### Description of the task
Find "Could you identify the paved" and "Could you identify the white tote" in the records below. Copy the lines holding them and every line between, exactly, and no others.
[Data for analysis — start]
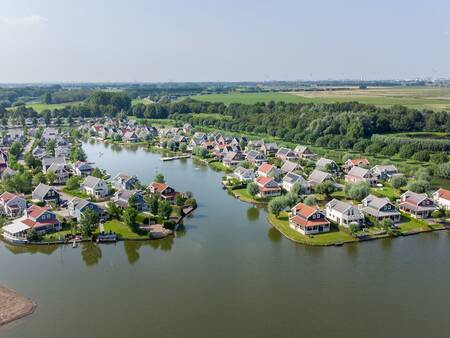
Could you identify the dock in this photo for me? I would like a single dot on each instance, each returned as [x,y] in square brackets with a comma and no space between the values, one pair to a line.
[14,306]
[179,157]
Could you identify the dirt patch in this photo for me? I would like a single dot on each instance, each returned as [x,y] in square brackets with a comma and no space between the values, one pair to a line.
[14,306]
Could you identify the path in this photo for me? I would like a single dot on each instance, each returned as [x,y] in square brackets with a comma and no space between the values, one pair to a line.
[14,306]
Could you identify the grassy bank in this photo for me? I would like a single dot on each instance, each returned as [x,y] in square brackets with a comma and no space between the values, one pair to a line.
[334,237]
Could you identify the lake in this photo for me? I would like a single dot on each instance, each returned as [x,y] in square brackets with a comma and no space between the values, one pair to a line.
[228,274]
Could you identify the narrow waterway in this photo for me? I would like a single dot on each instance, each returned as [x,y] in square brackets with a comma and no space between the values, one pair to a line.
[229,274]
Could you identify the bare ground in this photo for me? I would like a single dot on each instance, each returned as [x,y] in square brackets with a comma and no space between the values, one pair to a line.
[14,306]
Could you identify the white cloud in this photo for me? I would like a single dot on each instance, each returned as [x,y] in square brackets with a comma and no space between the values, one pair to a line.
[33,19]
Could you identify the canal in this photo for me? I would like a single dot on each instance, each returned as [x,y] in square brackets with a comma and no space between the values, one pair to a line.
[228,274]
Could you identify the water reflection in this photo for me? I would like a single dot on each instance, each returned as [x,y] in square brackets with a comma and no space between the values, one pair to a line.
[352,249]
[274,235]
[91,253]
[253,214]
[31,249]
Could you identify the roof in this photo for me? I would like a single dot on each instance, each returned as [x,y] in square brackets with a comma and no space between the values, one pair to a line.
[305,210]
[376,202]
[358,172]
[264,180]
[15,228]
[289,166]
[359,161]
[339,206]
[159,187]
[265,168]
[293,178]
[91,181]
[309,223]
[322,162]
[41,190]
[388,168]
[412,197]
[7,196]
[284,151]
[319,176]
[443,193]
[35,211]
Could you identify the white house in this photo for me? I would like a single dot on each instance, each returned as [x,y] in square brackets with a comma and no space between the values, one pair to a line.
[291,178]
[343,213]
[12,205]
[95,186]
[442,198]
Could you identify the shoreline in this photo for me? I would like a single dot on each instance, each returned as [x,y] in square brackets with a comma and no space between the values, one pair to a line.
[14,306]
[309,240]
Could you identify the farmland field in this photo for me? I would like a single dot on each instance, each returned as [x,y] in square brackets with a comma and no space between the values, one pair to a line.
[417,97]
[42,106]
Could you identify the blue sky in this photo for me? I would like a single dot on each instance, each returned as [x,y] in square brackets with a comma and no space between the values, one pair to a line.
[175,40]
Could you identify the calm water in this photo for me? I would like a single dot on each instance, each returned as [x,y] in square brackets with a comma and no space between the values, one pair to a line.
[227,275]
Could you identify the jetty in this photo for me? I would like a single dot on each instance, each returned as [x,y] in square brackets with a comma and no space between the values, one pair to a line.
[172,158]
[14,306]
[Data for analysis — finish]
[Data for analysis — start]
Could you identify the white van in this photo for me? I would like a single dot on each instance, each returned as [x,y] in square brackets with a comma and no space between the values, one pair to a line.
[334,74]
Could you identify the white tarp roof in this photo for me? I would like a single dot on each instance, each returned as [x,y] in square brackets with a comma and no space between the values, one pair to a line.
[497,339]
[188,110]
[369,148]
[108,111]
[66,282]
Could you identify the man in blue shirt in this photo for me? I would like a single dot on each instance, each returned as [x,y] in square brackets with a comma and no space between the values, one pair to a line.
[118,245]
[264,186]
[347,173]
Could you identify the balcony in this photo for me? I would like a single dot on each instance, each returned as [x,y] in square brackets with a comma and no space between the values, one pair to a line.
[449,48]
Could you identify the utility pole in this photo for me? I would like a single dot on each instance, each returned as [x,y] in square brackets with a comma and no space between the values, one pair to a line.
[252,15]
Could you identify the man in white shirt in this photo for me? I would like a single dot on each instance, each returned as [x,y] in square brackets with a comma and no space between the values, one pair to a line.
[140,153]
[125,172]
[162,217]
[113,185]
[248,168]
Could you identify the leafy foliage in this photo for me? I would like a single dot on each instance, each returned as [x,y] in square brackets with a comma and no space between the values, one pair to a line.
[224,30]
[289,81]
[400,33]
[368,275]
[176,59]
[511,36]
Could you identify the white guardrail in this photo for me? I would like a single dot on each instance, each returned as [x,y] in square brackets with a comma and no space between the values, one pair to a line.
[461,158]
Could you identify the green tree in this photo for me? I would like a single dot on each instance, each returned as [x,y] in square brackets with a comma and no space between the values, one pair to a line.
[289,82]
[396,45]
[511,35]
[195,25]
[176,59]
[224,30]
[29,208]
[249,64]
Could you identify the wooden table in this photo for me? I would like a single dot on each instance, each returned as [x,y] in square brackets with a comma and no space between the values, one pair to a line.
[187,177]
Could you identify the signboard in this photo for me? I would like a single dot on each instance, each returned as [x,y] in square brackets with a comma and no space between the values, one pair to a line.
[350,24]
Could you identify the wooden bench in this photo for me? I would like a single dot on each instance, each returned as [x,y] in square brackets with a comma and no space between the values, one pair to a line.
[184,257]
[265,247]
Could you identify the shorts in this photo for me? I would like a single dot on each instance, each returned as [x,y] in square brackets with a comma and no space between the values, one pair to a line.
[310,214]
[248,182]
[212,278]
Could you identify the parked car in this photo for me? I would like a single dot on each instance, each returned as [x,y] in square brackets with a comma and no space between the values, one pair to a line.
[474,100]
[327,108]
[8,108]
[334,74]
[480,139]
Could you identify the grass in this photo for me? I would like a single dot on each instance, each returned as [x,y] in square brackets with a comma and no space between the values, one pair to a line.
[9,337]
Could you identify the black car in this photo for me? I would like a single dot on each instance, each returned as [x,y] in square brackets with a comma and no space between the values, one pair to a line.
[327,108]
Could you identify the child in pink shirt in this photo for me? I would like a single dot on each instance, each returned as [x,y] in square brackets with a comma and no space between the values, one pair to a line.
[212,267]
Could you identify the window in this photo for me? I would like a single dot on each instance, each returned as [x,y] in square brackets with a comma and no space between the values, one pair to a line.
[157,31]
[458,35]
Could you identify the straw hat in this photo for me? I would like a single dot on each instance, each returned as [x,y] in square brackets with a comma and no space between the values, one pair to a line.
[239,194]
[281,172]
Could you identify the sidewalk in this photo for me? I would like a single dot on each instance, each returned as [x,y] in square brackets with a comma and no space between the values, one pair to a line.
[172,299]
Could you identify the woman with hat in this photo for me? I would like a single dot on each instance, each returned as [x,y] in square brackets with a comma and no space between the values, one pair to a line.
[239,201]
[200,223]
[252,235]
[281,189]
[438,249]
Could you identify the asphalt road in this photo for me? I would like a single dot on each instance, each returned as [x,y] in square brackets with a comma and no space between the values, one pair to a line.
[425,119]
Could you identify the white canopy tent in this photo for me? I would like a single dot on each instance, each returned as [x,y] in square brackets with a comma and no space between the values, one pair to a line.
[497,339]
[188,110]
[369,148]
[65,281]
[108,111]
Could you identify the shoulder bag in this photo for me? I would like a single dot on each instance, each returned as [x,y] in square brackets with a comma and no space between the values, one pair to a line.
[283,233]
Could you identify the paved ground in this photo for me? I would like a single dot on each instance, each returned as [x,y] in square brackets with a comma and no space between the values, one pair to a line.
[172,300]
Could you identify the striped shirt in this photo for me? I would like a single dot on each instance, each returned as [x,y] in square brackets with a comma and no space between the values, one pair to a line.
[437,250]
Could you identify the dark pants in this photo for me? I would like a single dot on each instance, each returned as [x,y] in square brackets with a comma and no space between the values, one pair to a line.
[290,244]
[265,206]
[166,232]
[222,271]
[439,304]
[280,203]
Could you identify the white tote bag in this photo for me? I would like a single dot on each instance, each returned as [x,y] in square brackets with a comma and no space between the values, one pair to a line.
[Data for analysis — finish]
[Data for analysis — start]
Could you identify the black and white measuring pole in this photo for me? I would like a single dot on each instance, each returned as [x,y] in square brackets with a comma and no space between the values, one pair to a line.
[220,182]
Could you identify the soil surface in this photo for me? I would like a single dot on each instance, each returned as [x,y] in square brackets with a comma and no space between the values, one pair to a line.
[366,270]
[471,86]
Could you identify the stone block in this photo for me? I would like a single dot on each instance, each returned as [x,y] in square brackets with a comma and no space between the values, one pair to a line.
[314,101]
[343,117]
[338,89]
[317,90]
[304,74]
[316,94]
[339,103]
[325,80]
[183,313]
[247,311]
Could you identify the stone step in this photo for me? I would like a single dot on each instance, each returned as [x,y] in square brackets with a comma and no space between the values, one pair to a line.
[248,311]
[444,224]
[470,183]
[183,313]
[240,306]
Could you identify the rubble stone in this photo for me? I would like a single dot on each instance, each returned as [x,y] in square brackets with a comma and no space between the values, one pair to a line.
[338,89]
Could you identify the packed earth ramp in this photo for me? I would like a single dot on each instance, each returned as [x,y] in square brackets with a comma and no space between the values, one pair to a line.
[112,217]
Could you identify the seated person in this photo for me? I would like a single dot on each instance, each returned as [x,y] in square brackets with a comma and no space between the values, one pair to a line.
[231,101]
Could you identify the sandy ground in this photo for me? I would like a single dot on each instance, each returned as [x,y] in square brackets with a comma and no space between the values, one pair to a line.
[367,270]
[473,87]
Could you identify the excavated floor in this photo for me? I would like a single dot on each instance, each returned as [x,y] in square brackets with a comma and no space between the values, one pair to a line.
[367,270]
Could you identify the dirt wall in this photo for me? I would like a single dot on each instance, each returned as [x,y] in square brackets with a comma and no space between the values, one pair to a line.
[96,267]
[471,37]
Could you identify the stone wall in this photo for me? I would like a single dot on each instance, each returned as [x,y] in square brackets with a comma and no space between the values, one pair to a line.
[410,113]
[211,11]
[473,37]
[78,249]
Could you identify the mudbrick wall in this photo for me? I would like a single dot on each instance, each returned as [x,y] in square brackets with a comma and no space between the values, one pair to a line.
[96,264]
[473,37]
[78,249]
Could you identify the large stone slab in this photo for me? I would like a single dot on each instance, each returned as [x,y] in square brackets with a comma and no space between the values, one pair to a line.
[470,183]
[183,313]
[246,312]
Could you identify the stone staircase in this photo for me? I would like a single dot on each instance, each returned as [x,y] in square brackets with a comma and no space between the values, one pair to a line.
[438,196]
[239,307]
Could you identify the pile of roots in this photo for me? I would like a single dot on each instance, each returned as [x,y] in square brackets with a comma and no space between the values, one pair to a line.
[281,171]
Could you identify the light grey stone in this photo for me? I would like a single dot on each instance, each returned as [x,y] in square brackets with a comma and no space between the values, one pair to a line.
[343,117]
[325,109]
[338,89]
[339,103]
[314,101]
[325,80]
[Data for analysis — finish]
### Solution for this problem
Could you identify the paved ground in this photo for me? I would like a single dot on each instance, each returned as [x,y] in square brackets with a comma and no space between the values, one pair to a line.
[172,300]
Could you identify the striped shirt in this photo for me? I would like a single dot on each instance, each returned as [x,y] in square brackets with a comma and no space between the values, one pair to a line.
[437,250]
Could you identify the dark pants in this photo for me? I would like a single dot on each instance, each returned as [x,y] in square brackets with a comma and no space between the values, one pair to a line.
[290,244]
[265,206]
[166,232]
[222,271]
[439,304]
[280,203]
Could you identify the white tote bag in this photo for me? I would like a single dot on each instance, each returned as [x,y] in square brackets with a comma and no space between the values, one pair to a line.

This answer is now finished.